- **The exercise**:
Format the listing, from its first line through the line containing "397 753 688 775" (both included), as a Markdown table with the columns Row and Listing line, skipping blank lines. Leave the pictures out.

## start Data for the task

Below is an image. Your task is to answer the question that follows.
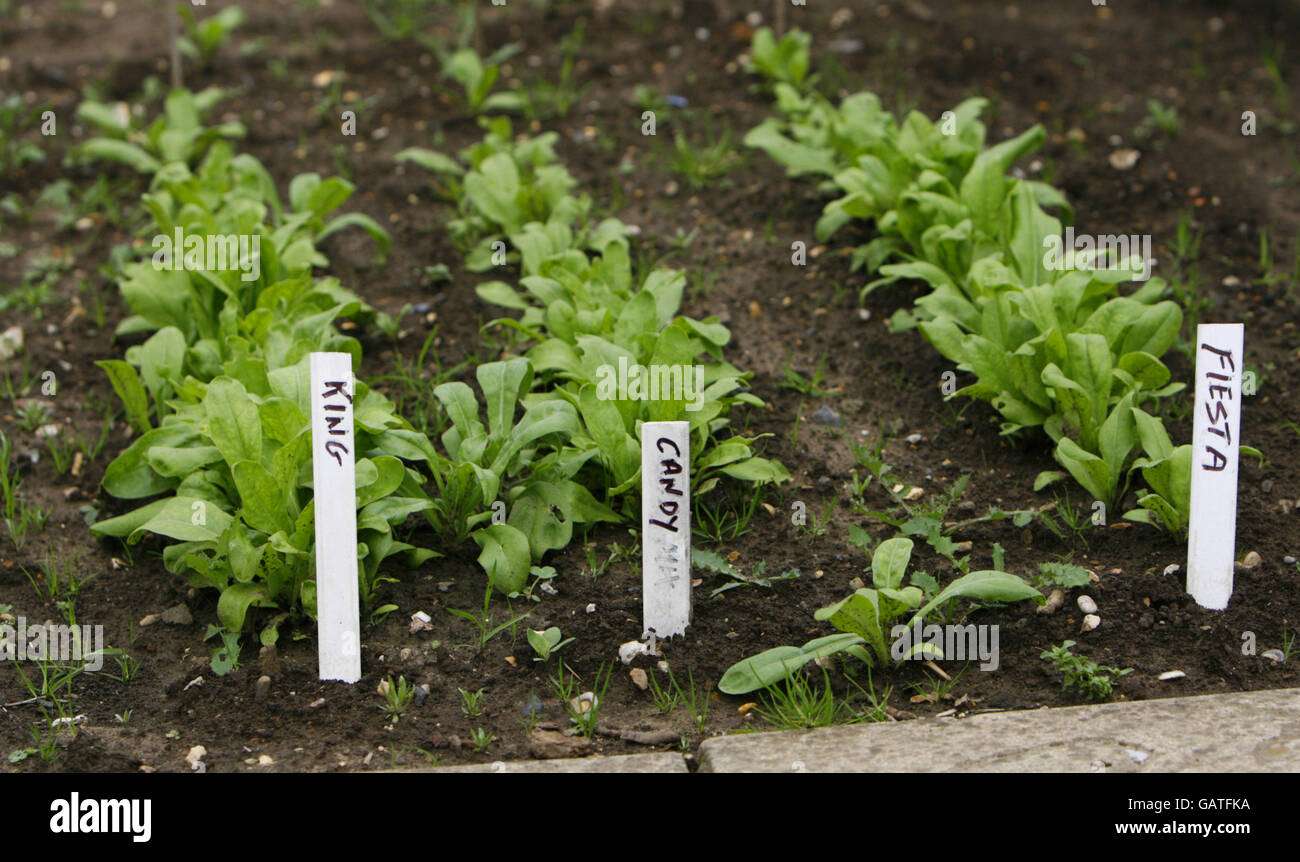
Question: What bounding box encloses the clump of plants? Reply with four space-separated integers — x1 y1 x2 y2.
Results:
1039 641 1134 701
718 538 1044 694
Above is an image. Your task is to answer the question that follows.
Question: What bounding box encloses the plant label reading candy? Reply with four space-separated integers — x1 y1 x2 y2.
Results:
1187 324 1245 611
641 423 690 638
311 354 361 683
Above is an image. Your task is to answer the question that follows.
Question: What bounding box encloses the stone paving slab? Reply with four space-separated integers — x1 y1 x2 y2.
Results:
697 689 1300 772
397 753 688 775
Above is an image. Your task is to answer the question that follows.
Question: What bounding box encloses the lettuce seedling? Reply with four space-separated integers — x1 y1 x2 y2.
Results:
718 538 1044 694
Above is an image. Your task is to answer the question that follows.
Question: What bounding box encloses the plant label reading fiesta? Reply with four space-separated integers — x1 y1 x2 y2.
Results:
1187 324 1245 611
311 354 361 683
641 421 690 637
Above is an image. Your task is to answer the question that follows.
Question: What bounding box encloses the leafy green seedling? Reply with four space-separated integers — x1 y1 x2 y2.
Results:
380 675 415 724
718 537 1044 694
528 625 573 662
1040 641 1134 701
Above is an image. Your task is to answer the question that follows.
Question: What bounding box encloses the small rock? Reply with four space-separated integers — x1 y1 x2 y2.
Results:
0 326 22 360
185 745 208 772
809 404 844 428
520 694 546 718
1109 148 1141 170
1234 551 1264 572
159 605 194 625
257 644 281 679
619 641 650 664
252 673 270 703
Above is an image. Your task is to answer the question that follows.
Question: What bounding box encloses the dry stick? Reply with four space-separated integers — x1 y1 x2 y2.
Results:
163 0 181 90
926 662 953 683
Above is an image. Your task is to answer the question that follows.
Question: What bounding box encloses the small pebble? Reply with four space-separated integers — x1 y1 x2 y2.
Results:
252 673 270 703
1109 148 1141 170
1236 551 1264 572
809 404 844 428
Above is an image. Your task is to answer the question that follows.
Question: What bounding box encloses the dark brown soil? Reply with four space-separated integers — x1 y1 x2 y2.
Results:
0 0 1300 771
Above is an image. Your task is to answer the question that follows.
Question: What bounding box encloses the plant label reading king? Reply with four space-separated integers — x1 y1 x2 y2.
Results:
1187 324 1245 611
641 421 690 637
311 354 361 683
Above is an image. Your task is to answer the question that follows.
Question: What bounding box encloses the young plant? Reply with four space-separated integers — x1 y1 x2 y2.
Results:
528 625 573 662
718 537 1044 694
177 3 247 66
1040 641 1134 701
380 675 415 724
447 582 532 653
456 688 484 718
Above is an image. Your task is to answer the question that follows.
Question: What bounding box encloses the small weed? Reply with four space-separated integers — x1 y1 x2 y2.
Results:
668 670 710 733
456 688 484 718
380 675 415 724
469 727 497 754
1039 641 1134 701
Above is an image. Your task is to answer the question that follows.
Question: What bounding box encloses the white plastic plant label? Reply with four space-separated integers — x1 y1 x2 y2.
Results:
641 421 690 638
311 354 361 683
1187 324 1245 611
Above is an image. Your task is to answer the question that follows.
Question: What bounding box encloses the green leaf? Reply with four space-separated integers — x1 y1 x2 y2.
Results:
469 524 533 595
95 359 150 433
907 569 1045 625
203 377 261 465
718 634 862 694
871 537 914 589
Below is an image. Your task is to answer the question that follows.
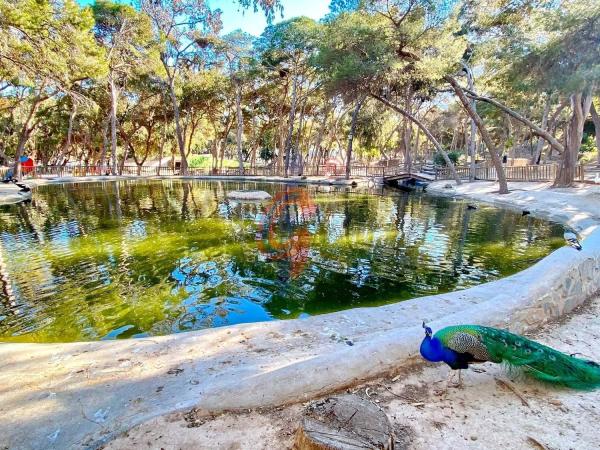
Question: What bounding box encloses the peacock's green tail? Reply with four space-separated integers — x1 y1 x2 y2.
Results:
435 325 600 390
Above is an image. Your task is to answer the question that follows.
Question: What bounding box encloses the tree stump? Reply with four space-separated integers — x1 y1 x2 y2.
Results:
294 394 394 450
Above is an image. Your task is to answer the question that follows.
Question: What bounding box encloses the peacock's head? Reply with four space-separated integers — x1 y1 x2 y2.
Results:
423 321 433 337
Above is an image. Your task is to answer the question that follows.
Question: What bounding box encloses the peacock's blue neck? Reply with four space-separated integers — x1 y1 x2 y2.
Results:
421 336 457 364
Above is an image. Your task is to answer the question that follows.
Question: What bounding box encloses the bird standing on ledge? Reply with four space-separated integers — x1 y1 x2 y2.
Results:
563 231 582 250
421 322 600 390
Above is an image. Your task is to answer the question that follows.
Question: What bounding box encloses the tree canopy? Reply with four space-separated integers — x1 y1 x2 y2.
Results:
0 0 600 186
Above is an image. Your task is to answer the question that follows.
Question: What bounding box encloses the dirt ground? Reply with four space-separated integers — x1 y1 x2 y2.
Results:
106 297 600 450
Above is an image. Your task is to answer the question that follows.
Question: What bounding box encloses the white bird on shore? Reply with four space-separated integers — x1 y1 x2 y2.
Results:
564 231 583 250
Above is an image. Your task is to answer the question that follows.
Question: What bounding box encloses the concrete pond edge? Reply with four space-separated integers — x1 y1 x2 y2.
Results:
0 180 600 449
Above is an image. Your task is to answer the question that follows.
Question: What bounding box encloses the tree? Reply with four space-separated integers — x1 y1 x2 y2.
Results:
315 7 464 184
0 0 105 178
257 17 320 177
219 30 254 173
92 0 157 175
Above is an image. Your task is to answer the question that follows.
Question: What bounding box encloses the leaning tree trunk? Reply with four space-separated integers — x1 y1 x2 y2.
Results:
463 64 477 183
346 97 365 180
554 92 592 187
235 81 244 174
292 394 396 450
445 76 508 194
110 77 119 175
370 93 462 184
98 114 110 171
283 74 298 178
590 103 600 165
56 103 77 165
402 120 412 173
13 97 46 181
169 79 187 175
530 94 552 164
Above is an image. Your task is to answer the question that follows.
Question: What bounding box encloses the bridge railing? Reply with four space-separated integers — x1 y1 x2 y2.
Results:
436 164 584 181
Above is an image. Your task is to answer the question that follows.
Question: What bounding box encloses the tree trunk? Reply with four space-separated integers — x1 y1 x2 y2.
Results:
530 94 552 164
283 74 298 178
98 113 110 173
56 103 77 164
462 86 564 153
235 82 244 174
292 394 395 450
554 92 592 187
402 119 412 173
590 103 600 165
110 76 119 175
444 76 508 194
370 93 462 185
463 64 477 183
346 97 365 180
169 78 187 175
13 96 47 181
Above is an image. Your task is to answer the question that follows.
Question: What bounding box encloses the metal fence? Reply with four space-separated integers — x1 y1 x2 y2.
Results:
0 163 600 183
436 164 585 181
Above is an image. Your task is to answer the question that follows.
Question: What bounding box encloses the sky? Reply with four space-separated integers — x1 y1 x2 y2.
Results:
77 0 330 36
208 0 329 36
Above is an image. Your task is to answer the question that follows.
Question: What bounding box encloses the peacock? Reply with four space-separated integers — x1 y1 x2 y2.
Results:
421 322 600 390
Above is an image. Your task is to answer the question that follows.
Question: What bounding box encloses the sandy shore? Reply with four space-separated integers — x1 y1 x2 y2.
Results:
106 297 600 450
106 183 600 450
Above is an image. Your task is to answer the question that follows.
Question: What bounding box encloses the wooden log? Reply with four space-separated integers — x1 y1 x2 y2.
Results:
293 394 395 450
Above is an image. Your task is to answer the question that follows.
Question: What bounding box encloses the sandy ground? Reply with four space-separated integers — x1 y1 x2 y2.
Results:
106 297 600 450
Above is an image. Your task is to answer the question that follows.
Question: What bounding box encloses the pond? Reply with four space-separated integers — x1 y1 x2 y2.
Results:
0 180 564 342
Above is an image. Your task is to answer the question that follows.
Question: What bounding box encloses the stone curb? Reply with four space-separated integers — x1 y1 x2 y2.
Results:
0 180 600 449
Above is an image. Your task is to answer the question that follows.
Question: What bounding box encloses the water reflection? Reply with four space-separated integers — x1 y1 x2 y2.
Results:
0 180 563 342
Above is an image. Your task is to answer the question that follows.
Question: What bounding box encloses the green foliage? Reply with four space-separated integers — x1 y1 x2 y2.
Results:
433 151 462 166
0 0 106 90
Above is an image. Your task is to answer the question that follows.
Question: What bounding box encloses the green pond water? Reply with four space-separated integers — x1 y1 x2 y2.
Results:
0 180 564 342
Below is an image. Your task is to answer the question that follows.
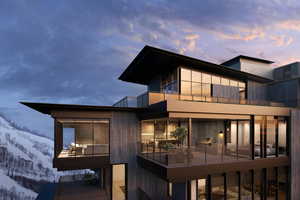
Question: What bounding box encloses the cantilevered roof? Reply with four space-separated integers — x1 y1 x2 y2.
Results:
119 46 272 85
20 102 146 115
221 55 274 66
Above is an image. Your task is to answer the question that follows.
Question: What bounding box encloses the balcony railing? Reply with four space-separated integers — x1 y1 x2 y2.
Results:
141 144 251 166
137 92 285 107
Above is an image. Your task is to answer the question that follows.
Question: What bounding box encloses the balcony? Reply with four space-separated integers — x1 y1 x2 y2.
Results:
141 143 247 167
137 92 285 107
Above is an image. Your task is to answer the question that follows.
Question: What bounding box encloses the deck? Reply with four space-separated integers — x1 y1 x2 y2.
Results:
54 181 109 200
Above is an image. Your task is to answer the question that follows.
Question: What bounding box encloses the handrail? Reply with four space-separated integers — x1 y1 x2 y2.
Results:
137 92 287 107
141 143 251 165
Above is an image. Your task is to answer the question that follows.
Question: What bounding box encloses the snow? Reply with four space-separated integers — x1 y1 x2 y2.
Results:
0 170 37 198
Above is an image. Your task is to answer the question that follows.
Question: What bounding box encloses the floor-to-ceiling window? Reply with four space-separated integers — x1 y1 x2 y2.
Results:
254 116 265 158
225 120 251 159
240 171 253 200
265 116 277 157
254 116 287 158
238 121 251 159
266 168 277 200
278 167 289 200
211 174 225 200
226 172 239 200
278 117 287 156
180 68 246 101
253 169 264 200
57 119 109 157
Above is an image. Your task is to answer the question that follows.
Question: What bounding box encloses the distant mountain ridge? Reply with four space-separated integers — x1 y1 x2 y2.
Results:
0 115 62 200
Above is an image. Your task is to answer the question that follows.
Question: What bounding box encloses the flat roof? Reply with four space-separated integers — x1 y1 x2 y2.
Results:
119 46 272 85
20 102 146 115
221 55 274 66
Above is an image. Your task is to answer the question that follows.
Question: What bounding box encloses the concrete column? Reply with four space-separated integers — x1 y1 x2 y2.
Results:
172 183 187 200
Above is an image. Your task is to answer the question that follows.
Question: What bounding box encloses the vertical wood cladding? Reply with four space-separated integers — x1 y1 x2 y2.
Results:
110 112 140 200
247 81 267 101
290 109 300 200
138 168 168 200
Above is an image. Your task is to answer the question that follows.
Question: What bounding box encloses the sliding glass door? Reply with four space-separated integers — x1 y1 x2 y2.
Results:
112 164 127 200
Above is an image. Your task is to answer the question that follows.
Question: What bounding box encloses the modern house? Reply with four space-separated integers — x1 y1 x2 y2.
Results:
22 46 300 200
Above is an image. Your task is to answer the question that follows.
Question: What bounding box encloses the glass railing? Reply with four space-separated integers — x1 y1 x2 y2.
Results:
58 144 109 158
140 143 251 166
137 92 286 107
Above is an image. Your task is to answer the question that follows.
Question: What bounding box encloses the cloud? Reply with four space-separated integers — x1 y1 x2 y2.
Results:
270 35 294 47
277 19 300 31
216 27 265 41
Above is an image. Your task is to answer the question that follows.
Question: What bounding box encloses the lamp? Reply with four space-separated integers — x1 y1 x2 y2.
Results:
218 131 224 137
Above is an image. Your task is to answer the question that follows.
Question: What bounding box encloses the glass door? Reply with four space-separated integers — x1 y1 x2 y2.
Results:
112 164 127 200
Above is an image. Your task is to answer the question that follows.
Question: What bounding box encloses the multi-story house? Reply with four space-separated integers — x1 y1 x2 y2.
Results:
23 46 300 200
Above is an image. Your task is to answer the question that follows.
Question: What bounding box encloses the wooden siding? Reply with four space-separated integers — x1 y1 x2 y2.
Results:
138 168 168 200
268 79 300 106
247 81 268 101
290 109 300 200
110 112 140 200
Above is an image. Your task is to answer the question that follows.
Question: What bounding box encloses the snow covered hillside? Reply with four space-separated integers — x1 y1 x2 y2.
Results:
0 115 61 200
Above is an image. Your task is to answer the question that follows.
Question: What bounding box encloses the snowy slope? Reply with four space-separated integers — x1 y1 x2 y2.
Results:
0 115 61 199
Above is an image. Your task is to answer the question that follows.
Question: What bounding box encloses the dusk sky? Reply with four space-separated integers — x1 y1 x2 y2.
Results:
0 0 300 136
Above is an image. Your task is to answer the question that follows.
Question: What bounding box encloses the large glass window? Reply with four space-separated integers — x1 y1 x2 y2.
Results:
192 71 202 83
254 116 287 158
211 175 225 200
162 69 178 93
253 170 264 200
226 120 251 159
58 119 109 157
202 84 211 97
278 117 287 156
278 167 288 200
266 168 277 200
238 121 251 159
180 68 246 101
240 171 252 200
181 81 192 95
226 173 239 200
226 121 237 158
265 116 276 157
112 164 127 200
254 116 264 158
181 68 192 81
192 83 202 96
197 179 208 200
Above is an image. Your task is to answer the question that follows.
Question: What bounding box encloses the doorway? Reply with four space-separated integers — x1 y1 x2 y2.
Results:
112 164 127 200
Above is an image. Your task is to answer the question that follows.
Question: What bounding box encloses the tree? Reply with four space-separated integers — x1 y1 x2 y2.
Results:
171 127 187 145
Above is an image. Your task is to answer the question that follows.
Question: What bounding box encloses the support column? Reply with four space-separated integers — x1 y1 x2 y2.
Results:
188 118 192 147
172 183 187 200
287 109 300 200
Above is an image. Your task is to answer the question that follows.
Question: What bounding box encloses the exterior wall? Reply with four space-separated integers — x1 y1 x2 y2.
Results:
268 79 300 106
192 119 225 146
240 58 274 79
148 76 161 92
290 109 300 200
110 112 140 200
138 167 168 200
247 81 268 101
273 62 300 80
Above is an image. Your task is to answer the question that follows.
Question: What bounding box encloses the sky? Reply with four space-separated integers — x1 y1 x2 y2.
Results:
0 0 300 136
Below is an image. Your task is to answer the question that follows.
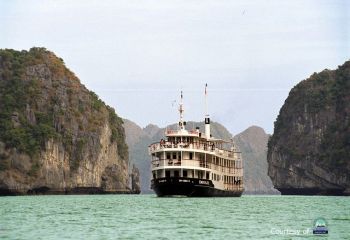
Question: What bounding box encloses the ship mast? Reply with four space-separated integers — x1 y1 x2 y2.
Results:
179 91 185 130
204 84 211 139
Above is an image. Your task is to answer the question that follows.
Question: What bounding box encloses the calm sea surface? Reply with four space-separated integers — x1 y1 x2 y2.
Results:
0 195 350 240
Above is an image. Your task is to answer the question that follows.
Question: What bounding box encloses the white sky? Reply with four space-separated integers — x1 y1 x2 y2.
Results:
0 0 350 134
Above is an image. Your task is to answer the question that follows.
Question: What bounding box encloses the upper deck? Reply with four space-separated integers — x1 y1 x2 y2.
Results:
149 130 240 160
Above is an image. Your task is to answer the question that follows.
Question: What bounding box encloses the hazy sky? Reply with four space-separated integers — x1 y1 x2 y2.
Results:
0 0 350 134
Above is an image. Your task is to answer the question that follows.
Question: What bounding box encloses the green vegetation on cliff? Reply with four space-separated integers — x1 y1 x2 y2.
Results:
268 61 350 194
0 48 128 172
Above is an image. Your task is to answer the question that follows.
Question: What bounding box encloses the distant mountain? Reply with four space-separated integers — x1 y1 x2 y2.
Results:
124 119 278 194
234 126 279 194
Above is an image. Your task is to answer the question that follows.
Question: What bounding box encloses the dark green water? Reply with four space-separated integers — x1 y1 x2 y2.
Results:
0 195 350 239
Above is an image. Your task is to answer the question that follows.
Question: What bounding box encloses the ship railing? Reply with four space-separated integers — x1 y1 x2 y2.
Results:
152 159 211 169
152 158 243 173
149 141 234 158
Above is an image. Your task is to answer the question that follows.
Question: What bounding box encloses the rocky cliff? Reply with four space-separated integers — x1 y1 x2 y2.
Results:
0 48 138 195
124 119 279 194
268 61 350 195
234 126 279 194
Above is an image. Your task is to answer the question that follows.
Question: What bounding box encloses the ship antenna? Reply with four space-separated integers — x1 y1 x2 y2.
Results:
204 83 211 139
179 91 185 130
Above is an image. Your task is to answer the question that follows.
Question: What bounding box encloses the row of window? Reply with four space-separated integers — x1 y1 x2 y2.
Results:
166 152 242 168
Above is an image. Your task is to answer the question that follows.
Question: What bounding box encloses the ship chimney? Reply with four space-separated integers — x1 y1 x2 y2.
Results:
204 84 211 139
179 91 186 130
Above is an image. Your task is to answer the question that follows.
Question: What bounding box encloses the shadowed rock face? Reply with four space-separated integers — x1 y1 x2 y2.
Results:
124 119 278 194
268 61 350 195
234 126 279 194
0 48 137 195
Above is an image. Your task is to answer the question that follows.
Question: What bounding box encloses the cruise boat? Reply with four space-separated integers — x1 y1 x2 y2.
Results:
149 85 244 197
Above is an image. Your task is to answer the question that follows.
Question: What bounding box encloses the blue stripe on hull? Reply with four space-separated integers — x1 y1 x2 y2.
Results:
152 177 243 197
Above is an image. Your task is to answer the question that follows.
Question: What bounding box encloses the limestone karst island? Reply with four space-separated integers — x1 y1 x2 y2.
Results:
0 48 350 195
0 48 140 195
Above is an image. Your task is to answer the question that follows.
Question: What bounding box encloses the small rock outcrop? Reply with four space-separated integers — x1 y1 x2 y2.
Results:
268 61 350 195
0 48 139 195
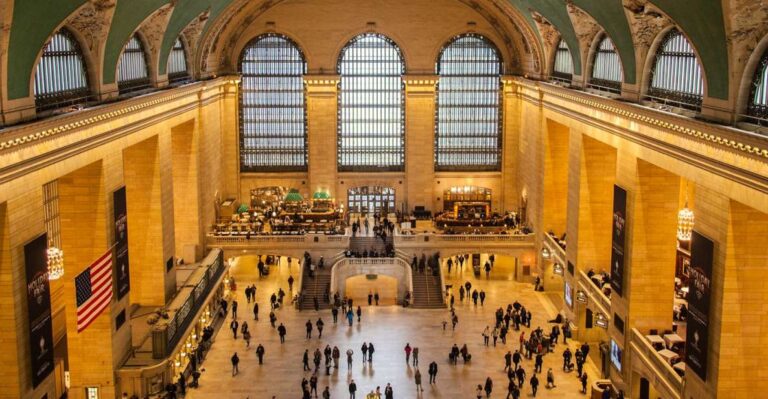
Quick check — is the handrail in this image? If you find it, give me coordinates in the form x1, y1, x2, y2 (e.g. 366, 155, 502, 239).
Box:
630, 328, 684, 399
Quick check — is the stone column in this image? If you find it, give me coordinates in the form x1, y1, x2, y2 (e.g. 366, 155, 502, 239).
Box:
403, 75, 438, 212
304, 75, 346, 200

## end Data for the task

- **The response**:
| Row | Listing line |
|---|---|
| 1 | Below is an image. Your task is to answer the question that follows. |
| 2 | Question: What bounding box encloses the clump of plants? Reply with four space-separated integers — x1 y1 x2 y2. |
| 3 | Results: |
| 4 | 1039 641 1134 701 |
| 5 | 718 538 1044 694 |
| 6 | Above is an image. Your task is to answer the question that follows. |
| 7 | Question: What bounding box encloses the plant label reading candy? Reply with four space-separated integers — x1 y1 x2 y2. |
| 8 | Results: |
| 9 | 1187 324 1245 611 |
| 10 | 641 423 690 638 |
| 11 | 311 354 361 683 |
| 12 | Above is an image. Your task is to answer the question that follows. |
| 13 | Question: What bounding box encloses the stone paving slab? Reply with four space-separated integers — x1 y1 x2 y2. |
| 14 | Results: |
| 15 | 697 689 1300 772 |
| 16 | 397 753 688 775 |